• **OBJECTIVE**
Can you extract, word for word, the part of the interview on privacy and UX design below that begins at the words "Q: The problem" and stops after "in the navigation."?

At a design level, there’s a real risk that AI-generated interfaces will suggest or implement deceptive patterns simply because those patterns perform well. If you ask a generative AI tool to optimize a sign-up flow, it might recommend a pre-checked consent box or obscure opt-out language because historically those patterns increase conversions. Without a designer in the room who actively questions those recommendations from an ethical standpoint, those patterns can get shipped without scrutiny.
The pace of change is genuinely hard to keep up with. But that’s an argument for designers being more engaged in these conversations, not less.
Q: What are some of the concrete things UX designers can actually do to improve privacy outcomes?
A: There are several meaningful levers designers have — more than most realize. The first is data minimization: simply collecting less. Every piece of data you don’t collect is a piece of data that can’t be misused, breached, or re-identified. That sounds obvious, but in practice, the default in many organizations is to collect everything and figure out the use later. Designers can push back on that.
The second is transparency — not just in the legal, terms-of-service sense, but genuinely clear language that explains what data is being collected, why, who it’s shared with, and what users can do about it. Most privacy disclosures fail this test completely.
Third, avoiding deceptive patterns. Dark patterns in privacy contexts — pre-ticked checkboxes, buried opt-outs, confusing toggle labels — are unfortunately common. Designers who can identify those patterns have a responsibility to name them and advocate for something better.
And fourth, giving users meaningful control over their information. Not a control panel buried five levels deep, but genuine, accessible choices that people can actually find and use.
Q: The problem is so large — surveillance capitalism, AI, data brokers. Can individual designers really make a difference?
A: I understand why the scale of the problem can feel paralyzing. But I genuinely believe designers have more agency than they typically give themselves credit for. You’re often sitting in the room when the decision gets made. You’re the one who draws the form, writes the microcopy on the consent screen, decides where the privacy settings live in the navigation.
Those are not small decisions. They affect millions of people. And because designers tend to be the people in an organization who are most attuned to the user’s perspective and experience, they’re often uniquely positioned to raise the question: what does this design decision mean for the people who are going to use this?
That’s not a guarantee of success — organizational cultures vary enormously. But choosing to notice, and choosing to speak up, is the starting point for anything changing.
Q: You make the case that privacy is also good for business. What’s the argument there?

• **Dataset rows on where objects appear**
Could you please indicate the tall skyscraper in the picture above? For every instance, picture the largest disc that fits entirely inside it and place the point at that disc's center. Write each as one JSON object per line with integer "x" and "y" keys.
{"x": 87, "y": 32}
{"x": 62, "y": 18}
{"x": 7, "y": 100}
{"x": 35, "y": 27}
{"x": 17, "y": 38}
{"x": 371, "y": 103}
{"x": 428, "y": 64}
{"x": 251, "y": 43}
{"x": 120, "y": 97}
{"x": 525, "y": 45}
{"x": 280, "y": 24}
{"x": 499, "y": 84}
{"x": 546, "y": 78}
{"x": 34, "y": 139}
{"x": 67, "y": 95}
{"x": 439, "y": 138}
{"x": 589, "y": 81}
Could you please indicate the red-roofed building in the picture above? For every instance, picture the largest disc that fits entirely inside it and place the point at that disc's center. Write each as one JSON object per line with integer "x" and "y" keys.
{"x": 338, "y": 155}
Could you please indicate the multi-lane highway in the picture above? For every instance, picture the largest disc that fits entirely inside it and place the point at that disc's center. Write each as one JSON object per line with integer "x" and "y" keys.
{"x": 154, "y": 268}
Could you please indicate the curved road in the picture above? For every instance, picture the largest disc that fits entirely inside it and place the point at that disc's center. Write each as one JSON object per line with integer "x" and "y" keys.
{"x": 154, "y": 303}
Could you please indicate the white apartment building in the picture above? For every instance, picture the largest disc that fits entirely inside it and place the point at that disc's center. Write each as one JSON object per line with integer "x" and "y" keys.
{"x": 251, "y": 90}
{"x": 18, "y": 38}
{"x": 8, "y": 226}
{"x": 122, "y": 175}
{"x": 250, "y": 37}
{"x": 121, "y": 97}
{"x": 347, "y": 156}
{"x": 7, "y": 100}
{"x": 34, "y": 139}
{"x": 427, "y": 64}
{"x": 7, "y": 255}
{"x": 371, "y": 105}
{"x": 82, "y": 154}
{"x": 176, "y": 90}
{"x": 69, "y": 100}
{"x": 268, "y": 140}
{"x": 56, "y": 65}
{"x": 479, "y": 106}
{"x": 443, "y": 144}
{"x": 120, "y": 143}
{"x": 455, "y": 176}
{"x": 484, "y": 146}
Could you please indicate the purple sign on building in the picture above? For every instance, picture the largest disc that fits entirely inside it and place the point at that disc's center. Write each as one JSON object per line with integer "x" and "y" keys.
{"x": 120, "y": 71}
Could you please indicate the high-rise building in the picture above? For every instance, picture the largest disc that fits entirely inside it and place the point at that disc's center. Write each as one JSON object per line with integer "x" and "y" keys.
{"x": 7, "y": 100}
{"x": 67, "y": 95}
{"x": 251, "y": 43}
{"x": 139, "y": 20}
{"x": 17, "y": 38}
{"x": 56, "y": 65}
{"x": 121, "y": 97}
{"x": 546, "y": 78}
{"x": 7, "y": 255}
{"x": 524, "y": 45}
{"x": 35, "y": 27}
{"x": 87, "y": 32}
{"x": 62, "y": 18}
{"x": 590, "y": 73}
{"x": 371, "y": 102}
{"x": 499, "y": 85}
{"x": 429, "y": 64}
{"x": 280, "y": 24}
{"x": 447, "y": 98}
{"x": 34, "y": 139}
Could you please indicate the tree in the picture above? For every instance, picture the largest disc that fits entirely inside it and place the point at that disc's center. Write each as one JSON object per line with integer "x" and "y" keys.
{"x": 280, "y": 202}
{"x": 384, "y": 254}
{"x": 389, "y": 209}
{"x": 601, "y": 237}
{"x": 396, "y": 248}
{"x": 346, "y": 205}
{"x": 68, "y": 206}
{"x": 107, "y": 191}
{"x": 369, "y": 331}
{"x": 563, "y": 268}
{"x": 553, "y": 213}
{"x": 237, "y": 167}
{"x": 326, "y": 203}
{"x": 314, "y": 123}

---

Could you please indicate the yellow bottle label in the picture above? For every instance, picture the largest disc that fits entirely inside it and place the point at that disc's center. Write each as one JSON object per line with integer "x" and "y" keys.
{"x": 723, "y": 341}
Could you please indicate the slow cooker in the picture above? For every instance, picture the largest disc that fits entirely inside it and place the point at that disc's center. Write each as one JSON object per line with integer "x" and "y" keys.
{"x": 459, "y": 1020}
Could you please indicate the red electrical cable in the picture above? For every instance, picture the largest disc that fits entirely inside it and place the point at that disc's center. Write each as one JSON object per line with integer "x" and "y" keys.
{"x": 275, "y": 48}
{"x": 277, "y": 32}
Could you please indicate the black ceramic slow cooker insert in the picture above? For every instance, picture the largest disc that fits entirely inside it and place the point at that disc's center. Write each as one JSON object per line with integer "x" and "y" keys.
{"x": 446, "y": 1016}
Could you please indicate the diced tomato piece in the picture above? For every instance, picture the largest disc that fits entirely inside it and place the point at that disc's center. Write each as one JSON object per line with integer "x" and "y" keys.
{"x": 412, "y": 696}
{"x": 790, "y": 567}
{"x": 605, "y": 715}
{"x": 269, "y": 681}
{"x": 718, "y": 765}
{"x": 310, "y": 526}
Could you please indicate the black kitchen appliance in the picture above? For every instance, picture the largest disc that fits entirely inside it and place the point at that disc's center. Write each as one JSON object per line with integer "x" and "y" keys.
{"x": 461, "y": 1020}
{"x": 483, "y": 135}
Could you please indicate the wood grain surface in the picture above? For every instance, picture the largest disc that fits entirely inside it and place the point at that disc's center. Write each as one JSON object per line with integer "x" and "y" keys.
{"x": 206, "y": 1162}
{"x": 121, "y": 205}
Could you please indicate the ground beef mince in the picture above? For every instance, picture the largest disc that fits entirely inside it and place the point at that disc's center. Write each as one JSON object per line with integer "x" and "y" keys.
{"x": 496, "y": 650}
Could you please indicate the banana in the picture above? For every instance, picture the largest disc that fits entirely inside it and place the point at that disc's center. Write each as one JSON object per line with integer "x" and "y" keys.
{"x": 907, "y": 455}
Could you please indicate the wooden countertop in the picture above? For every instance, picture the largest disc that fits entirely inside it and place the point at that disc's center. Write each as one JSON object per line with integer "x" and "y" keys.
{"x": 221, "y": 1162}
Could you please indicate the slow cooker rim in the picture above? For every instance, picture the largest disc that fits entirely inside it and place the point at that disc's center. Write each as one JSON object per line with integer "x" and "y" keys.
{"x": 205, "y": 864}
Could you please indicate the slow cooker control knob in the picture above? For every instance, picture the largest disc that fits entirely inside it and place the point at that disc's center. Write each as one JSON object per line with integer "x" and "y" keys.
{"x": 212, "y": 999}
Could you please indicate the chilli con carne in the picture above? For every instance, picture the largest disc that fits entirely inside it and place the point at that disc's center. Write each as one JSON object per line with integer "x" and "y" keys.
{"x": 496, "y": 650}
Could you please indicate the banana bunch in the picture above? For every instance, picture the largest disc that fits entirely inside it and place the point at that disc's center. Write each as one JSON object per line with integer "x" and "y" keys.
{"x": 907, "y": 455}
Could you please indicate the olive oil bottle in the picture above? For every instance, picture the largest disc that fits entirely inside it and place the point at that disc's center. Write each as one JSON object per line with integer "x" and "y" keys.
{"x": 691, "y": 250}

==

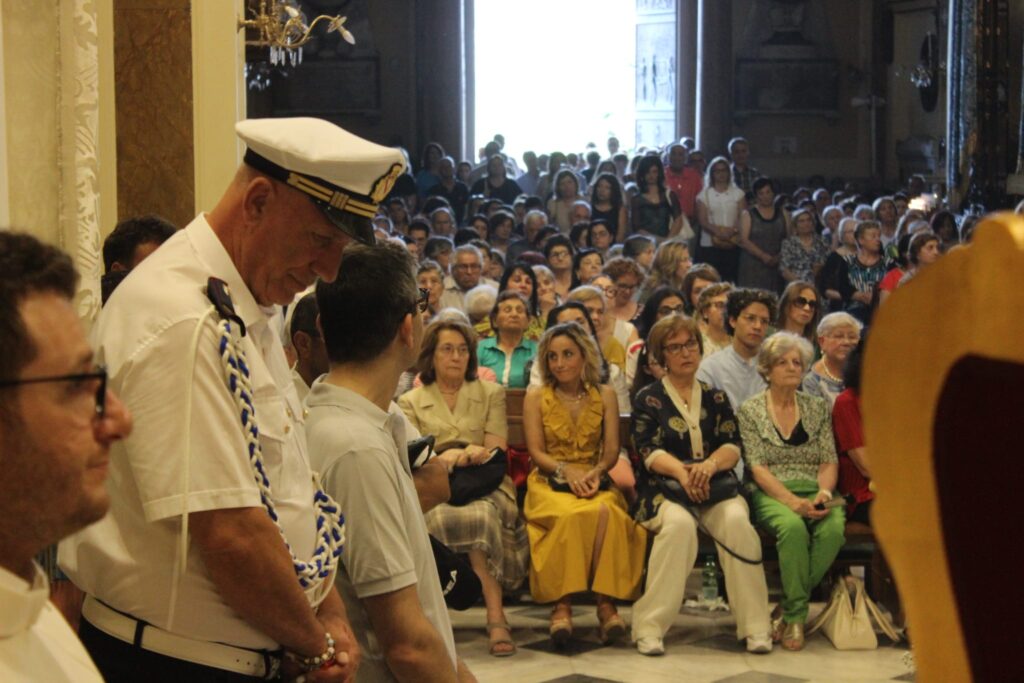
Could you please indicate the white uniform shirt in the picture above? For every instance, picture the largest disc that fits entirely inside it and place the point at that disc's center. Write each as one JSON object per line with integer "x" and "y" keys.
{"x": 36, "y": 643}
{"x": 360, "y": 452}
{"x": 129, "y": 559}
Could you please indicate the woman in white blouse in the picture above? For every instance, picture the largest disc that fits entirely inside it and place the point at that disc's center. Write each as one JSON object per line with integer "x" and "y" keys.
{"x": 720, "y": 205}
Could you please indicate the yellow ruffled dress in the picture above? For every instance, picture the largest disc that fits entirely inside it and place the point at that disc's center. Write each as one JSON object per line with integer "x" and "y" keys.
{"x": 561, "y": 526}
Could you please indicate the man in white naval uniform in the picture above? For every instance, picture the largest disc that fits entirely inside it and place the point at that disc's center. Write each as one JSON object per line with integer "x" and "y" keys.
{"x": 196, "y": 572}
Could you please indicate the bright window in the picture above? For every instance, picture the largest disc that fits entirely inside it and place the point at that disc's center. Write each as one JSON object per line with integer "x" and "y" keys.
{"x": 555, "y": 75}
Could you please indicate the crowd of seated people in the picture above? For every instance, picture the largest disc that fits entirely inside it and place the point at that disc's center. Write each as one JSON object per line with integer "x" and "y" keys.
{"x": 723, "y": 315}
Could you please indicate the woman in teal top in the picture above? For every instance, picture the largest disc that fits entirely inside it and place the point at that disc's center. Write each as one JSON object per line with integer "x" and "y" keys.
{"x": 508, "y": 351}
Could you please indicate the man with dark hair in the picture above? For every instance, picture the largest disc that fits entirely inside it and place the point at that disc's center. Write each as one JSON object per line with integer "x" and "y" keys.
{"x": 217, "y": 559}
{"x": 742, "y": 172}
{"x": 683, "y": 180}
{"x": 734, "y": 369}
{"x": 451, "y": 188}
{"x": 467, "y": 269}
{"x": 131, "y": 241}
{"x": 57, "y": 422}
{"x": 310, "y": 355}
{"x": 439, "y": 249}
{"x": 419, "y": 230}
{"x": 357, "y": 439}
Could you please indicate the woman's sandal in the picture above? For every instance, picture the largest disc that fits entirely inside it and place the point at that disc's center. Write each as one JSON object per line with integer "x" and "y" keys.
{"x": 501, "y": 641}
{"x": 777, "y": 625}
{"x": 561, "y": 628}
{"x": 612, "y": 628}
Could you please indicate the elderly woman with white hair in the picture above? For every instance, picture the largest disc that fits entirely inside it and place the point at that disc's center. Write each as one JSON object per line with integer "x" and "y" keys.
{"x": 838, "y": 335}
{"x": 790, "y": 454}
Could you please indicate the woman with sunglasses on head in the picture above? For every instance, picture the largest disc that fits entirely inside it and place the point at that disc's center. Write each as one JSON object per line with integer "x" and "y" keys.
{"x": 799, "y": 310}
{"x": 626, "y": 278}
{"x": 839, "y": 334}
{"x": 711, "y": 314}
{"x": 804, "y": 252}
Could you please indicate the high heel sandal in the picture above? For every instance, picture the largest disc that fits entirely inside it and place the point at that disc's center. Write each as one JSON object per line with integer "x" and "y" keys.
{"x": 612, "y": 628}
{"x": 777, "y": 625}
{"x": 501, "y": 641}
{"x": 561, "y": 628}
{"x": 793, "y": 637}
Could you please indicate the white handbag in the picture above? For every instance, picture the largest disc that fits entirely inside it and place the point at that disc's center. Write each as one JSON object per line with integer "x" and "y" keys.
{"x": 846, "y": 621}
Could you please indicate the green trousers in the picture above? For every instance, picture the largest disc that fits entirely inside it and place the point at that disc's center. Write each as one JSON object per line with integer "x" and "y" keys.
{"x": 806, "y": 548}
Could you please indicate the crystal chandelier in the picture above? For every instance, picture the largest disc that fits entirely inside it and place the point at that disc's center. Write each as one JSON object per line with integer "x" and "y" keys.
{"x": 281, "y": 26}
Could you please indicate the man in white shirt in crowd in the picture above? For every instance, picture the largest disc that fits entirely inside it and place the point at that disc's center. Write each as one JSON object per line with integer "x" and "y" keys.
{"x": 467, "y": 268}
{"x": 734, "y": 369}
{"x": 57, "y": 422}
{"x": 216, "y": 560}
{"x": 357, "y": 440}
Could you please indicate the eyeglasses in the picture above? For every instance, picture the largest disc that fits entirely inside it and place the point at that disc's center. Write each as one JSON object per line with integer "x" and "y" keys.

• **WORKED SOLUTION**
Q: The problem is so large — surveillance capitalism, AI, data brokers. Can individual designers really make a difference?
A: I understand why the scale of the problem can feel paralyzing. But I genuinely believe designers have more agency than they typically give themselves credit for. You’re often sitting in the room when the decision gets made. You’re the one who draws the form, writes the microcopy on the consent screen, decides where the privacy settings live in the navigation.